Everything from the line that contains "Target: dark trousers" through the last line of the listing must be copied exactly, with both of those lines included and no others.

Content starts

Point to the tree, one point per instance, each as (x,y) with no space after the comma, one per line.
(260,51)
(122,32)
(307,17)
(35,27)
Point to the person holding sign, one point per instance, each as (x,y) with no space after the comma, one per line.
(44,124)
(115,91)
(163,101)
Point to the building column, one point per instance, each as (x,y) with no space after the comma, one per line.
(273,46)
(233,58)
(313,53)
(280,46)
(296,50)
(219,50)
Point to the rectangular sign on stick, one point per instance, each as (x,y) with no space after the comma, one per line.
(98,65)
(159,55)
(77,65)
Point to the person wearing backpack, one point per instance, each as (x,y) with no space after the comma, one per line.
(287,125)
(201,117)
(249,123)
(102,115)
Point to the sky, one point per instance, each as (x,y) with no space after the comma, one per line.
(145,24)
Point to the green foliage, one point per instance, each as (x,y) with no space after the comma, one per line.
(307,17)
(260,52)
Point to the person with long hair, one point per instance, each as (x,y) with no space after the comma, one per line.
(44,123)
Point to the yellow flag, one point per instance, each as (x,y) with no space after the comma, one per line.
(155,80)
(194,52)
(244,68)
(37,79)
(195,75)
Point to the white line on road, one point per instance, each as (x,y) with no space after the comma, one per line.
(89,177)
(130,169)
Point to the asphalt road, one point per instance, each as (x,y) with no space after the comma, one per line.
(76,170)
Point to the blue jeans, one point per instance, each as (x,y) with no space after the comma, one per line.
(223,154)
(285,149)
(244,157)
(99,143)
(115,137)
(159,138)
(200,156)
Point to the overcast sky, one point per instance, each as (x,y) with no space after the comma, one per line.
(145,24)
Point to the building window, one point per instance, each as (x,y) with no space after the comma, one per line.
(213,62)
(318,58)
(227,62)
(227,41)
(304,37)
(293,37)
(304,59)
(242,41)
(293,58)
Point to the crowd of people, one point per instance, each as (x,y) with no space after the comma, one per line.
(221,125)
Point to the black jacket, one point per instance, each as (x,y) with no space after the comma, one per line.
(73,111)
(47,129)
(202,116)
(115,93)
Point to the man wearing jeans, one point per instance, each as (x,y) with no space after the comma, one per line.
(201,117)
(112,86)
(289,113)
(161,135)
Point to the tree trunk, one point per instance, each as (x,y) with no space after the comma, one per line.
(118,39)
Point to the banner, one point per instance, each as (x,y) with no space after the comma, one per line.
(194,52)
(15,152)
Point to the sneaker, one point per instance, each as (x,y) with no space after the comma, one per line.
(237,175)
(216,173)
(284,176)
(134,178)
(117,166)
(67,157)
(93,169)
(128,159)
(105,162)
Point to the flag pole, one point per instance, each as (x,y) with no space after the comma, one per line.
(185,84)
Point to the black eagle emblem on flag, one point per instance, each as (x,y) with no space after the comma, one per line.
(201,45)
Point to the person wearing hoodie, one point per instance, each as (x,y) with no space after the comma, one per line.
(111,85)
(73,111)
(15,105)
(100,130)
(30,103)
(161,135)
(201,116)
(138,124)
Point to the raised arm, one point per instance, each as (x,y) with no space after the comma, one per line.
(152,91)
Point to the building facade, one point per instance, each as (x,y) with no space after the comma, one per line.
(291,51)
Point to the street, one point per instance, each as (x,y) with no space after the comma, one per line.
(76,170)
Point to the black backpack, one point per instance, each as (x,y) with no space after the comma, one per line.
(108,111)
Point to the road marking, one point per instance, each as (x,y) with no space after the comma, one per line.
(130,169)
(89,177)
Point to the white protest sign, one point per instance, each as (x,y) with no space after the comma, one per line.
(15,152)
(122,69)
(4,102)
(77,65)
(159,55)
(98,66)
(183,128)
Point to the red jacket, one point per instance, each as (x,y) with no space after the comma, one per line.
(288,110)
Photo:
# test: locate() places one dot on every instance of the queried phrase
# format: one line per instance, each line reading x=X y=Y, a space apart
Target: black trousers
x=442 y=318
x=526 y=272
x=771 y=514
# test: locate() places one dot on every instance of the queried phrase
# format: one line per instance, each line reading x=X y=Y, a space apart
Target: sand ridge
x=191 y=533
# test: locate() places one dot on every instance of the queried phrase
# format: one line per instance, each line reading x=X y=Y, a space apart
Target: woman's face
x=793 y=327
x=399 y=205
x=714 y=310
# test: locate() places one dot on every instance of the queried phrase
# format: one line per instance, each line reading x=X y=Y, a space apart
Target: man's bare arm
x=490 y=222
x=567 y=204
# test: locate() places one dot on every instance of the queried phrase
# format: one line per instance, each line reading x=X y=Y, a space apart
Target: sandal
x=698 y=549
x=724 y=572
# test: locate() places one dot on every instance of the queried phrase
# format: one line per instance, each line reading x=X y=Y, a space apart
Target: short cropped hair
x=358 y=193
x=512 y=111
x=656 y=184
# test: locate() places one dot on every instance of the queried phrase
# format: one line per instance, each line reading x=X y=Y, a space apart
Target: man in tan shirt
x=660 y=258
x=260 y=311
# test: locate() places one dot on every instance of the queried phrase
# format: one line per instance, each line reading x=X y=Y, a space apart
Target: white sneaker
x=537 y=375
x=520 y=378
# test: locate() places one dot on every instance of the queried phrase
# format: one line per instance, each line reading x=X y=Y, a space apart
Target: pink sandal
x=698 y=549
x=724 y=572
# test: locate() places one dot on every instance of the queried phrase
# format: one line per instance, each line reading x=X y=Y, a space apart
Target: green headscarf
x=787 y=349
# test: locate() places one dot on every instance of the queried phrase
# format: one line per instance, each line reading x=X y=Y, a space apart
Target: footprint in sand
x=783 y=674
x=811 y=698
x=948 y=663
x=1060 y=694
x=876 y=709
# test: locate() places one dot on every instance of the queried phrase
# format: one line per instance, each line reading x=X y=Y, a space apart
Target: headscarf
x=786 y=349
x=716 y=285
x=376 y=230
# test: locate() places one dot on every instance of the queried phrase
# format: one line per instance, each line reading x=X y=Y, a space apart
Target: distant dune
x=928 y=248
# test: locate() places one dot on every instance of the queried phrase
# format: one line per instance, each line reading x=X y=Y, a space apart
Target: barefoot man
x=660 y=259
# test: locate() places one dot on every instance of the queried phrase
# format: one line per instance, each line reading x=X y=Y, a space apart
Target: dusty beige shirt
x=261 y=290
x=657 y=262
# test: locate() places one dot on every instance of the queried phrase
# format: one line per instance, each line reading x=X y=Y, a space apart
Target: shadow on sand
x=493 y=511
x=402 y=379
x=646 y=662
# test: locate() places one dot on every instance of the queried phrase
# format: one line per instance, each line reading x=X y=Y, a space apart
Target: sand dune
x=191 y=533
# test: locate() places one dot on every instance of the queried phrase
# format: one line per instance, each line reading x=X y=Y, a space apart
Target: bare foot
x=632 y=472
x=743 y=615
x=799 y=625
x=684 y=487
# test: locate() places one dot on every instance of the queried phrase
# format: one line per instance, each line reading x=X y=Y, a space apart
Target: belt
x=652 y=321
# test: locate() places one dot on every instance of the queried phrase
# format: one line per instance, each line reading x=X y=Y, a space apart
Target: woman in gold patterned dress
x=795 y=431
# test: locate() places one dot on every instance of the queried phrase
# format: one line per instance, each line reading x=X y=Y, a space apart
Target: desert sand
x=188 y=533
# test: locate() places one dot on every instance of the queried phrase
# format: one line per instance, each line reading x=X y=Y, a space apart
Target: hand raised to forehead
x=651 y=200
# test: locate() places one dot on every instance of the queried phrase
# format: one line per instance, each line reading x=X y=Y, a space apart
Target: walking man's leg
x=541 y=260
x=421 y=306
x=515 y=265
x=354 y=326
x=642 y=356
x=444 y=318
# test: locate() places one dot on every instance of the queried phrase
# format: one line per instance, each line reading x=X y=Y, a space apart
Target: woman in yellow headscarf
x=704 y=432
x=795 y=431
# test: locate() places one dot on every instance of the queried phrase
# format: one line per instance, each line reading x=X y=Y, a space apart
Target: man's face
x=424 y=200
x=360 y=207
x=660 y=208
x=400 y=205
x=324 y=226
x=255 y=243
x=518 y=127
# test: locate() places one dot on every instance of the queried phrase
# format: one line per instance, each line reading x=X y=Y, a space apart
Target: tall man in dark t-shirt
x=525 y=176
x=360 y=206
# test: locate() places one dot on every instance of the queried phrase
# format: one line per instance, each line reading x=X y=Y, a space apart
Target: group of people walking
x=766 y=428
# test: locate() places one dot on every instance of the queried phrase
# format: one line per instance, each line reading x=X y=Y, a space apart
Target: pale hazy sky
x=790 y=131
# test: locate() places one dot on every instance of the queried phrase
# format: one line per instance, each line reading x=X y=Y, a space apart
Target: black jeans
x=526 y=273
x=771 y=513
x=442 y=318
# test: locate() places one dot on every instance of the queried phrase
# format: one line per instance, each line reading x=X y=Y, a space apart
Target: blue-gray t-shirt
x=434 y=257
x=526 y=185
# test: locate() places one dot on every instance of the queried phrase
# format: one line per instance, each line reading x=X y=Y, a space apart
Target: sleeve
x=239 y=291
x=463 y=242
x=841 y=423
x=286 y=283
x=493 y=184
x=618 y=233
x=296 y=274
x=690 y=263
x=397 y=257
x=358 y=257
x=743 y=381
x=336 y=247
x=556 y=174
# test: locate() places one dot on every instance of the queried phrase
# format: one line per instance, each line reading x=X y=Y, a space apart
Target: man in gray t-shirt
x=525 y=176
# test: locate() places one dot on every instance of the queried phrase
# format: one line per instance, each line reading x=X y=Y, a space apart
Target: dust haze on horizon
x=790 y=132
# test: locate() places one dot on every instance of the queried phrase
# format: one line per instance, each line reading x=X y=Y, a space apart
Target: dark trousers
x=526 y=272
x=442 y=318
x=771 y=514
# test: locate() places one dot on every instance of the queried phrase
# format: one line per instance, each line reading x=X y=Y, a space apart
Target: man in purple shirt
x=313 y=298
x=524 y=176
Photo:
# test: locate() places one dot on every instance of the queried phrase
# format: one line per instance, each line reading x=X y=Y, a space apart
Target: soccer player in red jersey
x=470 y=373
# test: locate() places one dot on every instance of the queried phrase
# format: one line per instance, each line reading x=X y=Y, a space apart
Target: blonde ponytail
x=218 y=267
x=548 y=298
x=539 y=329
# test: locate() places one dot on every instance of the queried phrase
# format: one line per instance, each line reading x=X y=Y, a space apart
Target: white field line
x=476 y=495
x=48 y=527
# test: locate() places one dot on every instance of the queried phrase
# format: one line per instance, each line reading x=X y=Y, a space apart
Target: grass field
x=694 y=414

Content ends

**Answer space**
Target: dark trousers
x=526 y=272
x=442 y=318
x=771 y=514
# test: locate() places one dot on every instance of the queried phrase
# format: one line per instance, each line reading x=X y=Y, a space apart
Target: man in purple shirt
x=313 y=298
x=524 y=176
Photo:
# test: locate() places one dot on every instance of the queried phrase
# format: one line per instance, each line reading x=X y=Y, a space apart
Target: soccer player in red jersey
x=470 y=373
# test: locate() places one dot on every instance of the queried phrase
# format: one line per instance, each line reading x=X y=Y, a space apart
Target: blonde ponytail
x=218 y=267
x=548 y=298
x=539 y=329
# test: locate() places one dot on every instance of the queried phrase
# format: one line per instance, each line reading x=X y=Y, a space apart
Target: white field line
x=476 y=495
x=48 y=527
# test: locate() places one dot on every instance of the queried phrase
# format: one line per instance, each line reading x=X y=Y, a space apart
Target: grass field
x=694 y=414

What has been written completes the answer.